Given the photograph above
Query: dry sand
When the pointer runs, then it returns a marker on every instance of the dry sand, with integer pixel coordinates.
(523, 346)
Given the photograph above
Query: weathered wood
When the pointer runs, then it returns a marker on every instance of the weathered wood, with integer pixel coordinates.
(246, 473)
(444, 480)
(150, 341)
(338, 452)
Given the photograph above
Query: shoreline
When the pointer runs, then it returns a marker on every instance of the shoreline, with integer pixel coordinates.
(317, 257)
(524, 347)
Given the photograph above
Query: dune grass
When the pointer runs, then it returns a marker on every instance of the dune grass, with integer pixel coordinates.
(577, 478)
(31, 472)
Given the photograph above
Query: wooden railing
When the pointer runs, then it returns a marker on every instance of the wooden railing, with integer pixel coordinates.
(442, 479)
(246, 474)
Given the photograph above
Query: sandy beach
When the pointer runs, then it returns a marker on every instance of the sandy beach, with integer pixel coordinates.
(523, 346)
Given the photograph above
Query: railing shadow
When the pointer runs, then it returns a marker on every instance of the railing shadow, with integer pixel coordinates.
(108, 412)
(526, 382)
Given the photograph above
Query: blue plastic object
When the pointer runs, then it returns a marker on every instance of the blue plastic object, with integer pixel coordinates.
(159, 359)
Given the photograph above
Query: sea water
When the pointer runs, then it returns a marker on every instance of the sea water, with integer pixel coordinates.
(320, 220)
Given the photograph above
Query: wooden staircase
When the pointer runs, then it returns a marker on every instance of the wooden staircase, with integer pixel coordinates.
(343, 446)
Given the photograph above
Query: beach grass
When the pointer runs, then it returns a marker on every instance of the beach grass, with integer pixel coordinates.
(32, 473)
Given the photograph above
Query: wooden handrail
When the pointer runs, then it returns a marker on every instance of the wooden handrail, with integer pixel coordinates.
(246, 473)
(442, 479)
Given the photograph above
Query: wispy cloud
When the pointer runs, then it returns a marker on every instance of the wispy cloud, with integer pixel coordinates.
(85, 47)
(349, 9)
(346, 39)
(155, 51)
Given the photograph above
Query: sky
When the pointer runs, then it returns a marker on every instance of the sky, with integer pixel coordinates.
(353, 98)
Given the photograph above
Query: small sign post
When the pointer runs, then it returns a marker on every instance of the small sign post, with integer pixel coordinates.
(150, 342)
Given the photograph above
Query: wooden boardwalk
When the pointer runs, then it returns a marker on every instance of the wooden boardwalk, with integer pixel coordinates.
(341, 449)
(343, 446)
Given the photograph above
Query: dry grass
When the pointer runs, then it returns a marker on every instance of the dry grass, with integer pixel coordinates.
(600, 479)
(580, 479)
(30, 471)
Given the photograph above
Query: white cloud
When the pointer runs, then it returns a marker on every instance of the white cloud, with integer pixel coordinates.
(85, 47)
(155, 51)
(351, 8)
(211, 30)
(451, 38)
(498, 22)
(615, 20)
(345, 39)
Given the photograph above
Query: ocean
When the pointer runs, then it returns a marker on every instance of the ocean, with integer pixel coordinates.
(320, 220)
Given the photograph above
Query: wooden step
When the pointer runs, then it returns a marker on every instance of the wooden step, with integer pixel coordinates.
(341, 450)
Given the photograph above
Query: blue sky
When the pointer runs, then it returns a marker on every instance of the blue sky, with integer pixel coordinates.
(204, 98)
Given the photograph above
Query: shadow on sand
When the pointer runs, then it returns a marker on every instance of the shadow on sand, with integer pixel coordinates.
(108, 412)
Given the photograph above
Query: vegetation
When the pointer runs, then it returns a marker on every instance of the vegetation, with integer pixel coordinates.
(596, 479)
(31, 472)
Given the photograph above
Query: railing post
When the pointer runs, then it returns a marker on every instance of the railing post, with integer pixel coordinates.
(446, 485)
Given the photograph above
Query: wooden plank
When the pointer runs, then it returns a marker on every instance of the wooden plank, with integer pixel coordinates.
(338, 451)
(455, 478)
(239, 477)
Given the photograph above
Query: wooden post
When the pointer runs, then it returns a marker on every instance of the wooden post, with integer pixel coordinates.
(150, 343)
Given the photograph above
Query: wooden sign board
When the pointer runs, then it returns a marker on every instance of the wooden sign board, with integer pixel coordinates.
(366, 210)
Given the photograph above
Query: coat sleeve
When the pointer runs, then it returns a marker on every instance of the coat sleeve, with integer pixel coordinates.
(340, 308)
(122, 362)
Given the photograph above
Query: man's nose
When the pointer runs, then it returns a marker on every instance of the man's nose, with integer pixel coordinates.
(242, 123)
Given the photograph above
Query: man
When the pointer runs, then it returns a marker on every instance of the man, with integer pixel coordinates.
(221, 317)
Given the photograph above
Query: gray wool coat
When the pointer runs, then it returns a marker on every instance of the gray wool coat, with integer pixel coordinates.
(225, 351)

════════════════════

§ **WHAT IS BEING ASKED**
Repeat the material above in full, keeping every word.

§ **TASK ANSWER**
Given the photograph above
Query: dry sand
When the pointer runs, then it returns a marker on every instance of the dry sand, with integer pixel coordinates.
(523, 346)
Given the photograph above
Query: weathered wood
When the pointer runs, then it returns a marker on every instance of the weathered wood, with integer pixel coordinates.
(246, 473)
(444, 480)
(150, 341)
(338, 452)
Given the photograph above
Query: shoreline
When the pointer runs, then it returns a marker on every instance of the shoreline, with integer pixel coordinates.
(317, 257)
(524, 347)
Given the photograph above
Query: dune grass
When the pointer runs, then it returns a marker on every instance of the dune grass, with integer pixel coordinates.
(577, 478)
(31, 472)
Given the photograph above
Query: wooden railing
When the pointer runs, then it returns a marker on every instance of the wooden railing, with integer pixel coordinates.
(442, 479)
(246, 474)
Given the photograph above
Query: sandy beach
When the pointer runs, then it returns a marker on every instance of the sandy beach, with integer pixel coordinates.
(523, 346)
Given the photograph above
Query: railing shadow
When the pointer runs, then it returns a marker on every instance of the railing shadow, with integer pixel coordinates.
(108, 412)
(526, 382)
Given the photograph above
Query: blue plastic object
When the pointer runs, then it returns a marker on every instance of the blue plastic object, with integer pixel coordinates.
(159, 359)
Given the photograph above
Query: sea water
When the pointer runs, then it returns a marker on every instance of the sea water, with integer pixel coordinates.
(320, 220)
Given the photograph above
Query: wooden staircase
When the pointer runs, then it returns a marker on every instance of the wooden staircase, with integer pixel coordinates.
(343, 446)
Given the photograph above
Query: beach grass
When the pointer runs, then it returns a marker on every instance of the beach grass, with integer pixel coordinates.
(32, 473)
Given the photograph above
Query: wooden handrail
When the pointer runs, then it returns a marker on every instance of the wooden handrail, with integer pixel coordinates.
(246, 473)
(442, 479)
Given the photograph above
Query: wispy cloud
When the pointer runs, then it returns a marker on every instance of the wispy cloud, with integer pixel coordinates.
(85, 47)
(349, 9)
(346, 39)
(155, 51)
Given the photograph above
Query: sky
When the pointer runs, then it returns a marker on every instance of the sky, with integer pixel coordinates.
(353, 98)
Given the photograph above
Query: small sign post
When the pointer runs, then it returns a marker on every instance of the small sign post, with integer pixel coordinates.
(150, 342)
Given the photograph above
Query: wooden boardwalk
When the pointer runs, then it returns a marker on every instance of the wooden boardwalk, with integer pixel coordinates.
(341, 449)
(343, 446)
Given the photograph above
Query: dry grass
When the pointer runs, then it returns a marker on every instance of the dry grass, with integer pixel coordinates.
(600, 479)
(580, 479)
(30, 471)
Given the photograph above
Query: white cloud
When the pointer runs, then it returns a marker on every instance of the white cloud, with integer pixel coordinates.
(85, 47)
(155, 51)
(351, 8)
(211, 30)
(451, 38)
(498, 22)
(615, 20)
(345, 39)
Given the photograph above
Query: ocean
When the pointer runs, then it returns a marker on every instance of the ocean, with integer pixel coordinates.
(320, 220)
Given the photograph above
Query: wooden step
When the pointer runs, then it returns a marker on every instance of the wooden step, with integer pixel coordinates.
(341, 450)
Given the photograph above
Query: blue sky
When the pointer runs, then it returns a marker on every instance of the blue sky, with integer pixel coordinates.
(204, 98)
Given the photograph above
Query: shadow on sand
When the pointer runs, then it returns a marker on every instance of the shadow on sand, with integer pixel coordinates.
(108, 412)
Given the photograph above
Query: vegetation
When the pointer runs, then it returns a marker on every instance of the vegetation, with integer pixel coordinates.
(596, 479)
(31, 472)
Given the photograph above
Query: railing post
When the pointer runs, then it returns a marker on every instance of the railing post, with integer pixel coordinates.
(446, 485)
Given the photograph above
Query: wooden plank
When the pointer runs, then it returns a marker on every instance of the wooden plank, with integer pixel coordinates.
(338, 451)
(455, 478)
(239, 477)
Given the photograph above
Query: wooden post
When the pointer runs, then it returns a marker on every instance of the wooden post, with integer pixel coordinates.
(150, 343)
Given the photograph above
Query: wooden sign board
When the pointer runs, then it returns a marker on every instance of the wooden sign board, with integer pixel coordinates.
(366, 210)
Given the photograph above
Query: coat sleeve
When the pointer runs, then it returns a marker on every instance of the coat sleeve, with integer pixel coordinates.
(340, 308)
(122, 362)
Given the photograph above
Query: man's nose
When the pointer runs, then it returns a marker on every instance of the man's nose, with integer pixel coordinates.
(242, 123)
Given the photograph above
Query: man
When the pointer runs, then it returns a marker on every instance of the man, with integer pixel coordinates.
(221, 317)
Given the photograph above
Query: gray wool coat
When the pointer runs, then it returns a marker on every instance of the gray wool coat, with integer pixel coordinates.
(225, 351)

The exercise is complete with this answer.